Count the lines in the listing below that contain the string "shirt", and reply with only that number.
===== DATA IN THIS EXERCISE
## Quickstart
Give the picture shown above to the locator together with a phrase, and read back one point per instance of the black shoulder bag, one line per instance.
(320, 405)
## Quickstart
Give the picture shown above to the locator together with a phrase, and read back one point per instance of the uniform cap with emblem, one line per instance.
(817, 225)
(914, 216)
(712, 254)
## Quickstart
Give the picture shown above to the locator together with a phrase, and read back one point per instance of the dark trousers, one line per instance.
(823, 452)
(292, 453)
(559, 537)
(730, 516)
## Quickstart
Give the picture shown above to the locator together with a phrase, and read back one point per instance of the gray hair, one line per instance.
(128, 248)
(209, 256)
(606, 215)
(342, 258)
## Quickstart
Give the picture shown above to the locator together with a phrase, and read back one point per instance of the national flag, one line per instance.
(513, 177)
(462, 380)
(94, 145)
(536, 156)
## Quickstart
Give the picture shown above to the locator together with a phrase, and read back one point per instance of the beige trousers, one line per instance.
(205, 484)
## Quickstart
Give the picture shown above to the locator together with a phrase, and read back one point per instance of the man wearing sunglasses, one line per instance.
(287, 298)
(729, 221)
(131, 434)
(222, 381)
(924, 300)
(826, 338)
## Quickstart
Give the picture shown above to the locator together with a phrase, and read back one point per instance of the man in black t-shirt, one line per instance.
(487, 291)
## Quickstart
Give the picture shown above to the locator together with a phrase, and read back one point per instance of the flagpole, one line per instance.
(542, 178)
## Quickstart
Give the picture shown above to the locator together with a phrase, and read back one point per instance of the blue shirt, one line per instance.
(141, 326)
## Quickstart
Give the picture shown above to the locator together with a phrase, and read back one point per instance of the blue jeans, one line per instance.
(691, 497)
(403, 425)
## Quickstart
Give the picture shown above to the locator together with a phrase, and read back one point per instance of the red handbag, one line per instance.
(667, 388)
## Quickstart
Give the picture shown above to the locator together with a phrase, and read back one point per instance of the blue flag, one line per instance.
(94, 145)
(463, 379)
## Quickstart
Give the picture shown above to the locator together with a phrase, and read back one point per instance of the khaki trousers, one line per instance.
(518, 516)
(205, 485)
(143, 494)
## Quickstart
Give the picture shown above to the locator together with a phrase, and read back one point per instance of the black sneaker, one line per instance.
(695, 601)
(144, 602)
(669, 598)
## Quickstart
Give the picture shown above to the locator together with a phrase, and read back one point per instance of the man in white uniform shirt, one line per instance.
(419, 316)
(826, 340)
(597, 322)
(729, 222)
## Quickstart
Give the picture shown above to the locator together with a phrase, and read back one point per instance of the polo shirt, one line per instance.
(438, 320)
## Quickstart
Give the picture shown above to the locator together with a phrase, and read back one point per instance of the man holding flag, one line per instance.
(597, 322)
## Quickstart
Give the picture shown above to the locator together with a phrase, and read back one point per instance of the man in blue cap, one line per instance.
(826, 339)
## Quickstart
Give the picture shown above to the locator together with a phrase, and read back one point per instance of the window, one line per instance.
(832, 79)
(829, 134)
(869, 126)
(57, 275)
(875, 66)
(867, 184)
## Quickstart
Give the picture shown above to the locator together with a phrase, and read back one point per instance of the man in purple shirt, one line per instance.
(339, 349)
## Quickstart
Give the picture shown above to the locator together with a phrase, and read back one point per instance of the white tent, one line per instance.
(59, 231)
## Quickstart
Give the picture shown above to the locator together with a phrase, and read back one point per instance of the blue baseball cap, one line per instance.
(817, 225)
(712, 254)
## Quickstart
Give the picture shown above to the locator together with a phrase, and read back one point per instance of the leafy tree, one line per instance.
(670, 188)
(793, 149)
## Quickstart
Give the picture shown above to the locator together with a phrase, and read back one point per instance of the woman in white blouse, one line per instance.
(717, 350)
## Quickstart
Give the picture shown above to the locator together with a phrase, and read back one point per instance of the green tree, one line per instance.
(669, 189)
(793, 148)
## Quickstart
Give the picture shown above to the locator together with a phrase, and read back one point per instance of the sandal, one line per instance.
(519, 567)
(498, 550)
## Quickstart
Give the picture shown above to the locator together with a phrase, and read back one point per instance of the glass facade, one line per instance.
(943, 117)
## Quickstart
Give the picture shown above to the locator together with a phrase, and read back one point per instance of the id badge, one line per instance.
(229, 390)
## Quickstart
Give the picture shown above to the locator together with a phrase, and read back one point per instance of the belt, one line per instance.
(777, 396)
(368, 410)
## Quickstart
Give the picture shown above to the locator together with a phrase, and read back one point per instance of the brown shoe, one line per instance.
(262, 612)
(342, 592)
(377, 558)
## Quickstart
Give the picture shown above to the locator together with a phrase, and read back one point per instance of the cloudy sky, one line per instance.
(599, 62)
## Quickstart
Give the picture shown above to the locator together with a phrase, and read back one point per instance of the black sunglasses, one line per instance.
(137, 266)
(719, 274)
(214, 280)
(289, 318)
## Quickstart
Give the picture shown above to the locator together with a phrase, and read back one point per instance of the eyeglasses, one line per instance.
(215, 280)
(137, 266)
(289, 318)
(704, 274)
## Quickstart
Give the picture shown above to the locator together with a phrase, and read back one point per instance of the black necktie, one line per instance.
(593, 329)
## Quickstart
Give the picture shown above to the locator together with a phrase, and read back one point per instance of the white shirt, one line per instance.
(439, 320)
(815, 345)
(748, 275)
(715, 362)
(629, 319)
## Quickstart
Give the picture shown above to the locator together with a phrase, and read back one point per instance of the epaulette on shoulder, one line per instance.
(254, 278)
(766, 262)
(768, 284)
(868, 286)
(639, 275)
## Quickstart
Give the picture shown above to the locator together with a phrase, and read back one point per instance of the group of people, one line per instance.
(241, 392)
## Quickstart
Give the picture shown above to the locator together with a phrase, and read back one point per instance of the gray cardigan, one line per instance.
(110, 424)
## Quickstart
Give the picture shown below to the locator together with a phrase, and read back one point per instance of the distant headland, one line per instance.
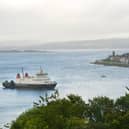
(115, 60)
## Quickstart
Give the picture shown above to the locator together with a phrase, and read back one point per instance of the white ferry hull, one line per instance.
(13, 85)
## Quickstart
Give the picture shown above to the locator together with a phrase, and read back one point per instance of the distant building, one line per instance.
(124, 59)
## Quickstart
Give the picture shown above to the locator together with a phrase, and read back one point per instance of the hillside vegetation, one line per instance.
(74, 113)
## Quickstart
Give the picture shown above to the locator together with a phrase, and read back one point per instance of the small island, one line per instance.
(115, 60)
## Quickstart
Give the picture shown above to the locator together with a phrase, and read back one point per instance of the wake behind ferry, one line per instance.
(40, 80)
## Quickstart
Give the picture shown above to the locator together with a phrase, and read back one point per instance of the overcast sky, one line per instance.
(63, 20)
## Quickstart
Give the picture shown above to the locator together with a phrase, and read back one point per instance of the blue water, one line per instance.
(71, 69)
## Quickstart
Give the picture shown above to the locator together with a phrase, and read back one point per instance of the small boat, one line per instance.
(40, 80)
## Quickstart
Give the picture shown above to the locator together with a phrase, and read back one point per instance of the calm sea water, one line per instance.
(71, 69)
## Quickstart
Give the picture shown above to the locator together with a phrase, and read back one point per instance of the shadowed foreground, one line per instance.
(73, 113)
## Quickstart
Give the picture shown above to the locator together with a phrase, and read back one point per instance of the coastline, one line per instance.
(109, 63)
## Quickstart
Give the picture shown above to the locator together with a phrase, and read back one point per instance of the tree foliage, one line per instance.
(51, 112)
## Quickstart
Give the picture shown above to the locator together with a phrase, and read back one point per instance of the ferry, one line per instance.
(39, 80)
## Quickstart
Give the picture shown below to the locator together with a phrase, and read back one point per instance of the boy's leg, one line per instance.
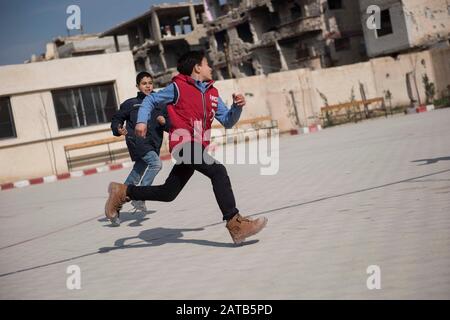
(239, 227)
(175, 182)
(136, 173)
(154, 165)
(221, 185)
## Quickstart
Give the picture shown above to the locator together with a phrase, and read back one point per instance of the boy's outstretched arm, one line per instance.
(118, 120)
(229, 117)
(163, 97)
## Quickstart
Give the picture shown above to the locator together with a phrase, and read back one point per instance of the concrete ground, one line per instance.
(345, 198)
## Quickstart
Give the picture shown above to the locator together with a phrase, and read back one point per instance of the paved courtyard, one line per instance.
(345, 198)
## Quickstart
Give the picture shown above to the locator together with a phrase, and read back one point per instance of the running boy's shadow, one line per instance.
(159, 236)
(136, 217)
(431, 161)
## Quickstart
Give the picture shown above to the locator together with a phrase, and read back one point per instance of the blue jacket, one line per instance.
(227, 117)
(128, 112)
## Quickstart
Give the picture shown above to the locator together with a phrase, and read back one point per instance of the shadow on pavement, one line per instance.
(431, 161)
(159, 236)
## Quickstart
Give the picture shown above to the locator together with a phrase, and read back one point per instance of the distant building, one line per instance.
(253, 37)
(407, 25)
(47, 105)
(81, 45)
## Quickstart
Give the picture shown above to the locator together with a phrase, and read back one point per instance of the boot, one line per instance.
(241, 228)
(117, 197)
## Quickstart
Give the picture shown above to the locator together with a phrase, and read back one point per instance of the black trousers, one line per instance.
(191, 157)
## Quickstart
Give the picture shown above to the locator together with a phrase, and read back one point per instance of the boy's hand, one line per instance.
(122, 131)
(239, 100)
(140, 130)
(161, 120)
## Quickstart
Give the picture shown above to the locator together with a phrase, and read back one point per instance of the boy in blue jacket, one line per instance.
(144, 151)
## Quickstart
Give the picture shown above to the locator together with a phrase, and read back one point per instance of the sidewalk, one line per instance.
(373, 193)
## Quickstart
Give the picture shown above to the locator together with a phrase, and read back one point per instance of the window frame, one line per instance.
(11, 118)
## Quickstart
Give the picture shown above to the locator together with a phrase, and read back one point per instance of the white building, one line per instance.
(406, 24)
(47, 105)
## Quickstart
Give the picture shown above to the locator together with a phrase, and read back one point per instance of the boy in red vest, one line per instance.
(192, 104)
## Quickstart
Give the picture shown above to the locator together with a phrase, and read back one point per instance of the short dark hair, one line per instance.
(187, 62)
(142, 75)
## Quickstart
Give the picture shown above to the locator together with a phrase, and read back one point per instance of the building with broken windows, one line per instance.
(81, 45)
(161, 35)
(45, 106)
(255, 37)
(406, 24)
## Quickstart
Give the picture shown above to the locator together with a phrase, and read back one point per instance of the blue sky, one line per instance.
(27, 25)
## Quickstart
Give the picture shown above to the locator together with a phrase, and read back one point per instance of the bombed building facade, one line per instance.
(158, 37)
(253, 37)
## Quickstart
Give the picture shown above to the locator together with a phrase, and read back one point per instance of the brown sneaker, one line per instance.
(117, 197)
(241, 228)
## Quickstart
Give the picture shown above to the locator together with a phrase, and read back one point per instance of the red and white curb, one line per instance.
(305, 130)
(72, 174)
(421, 108)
==========
● TASK SOLUTION:
6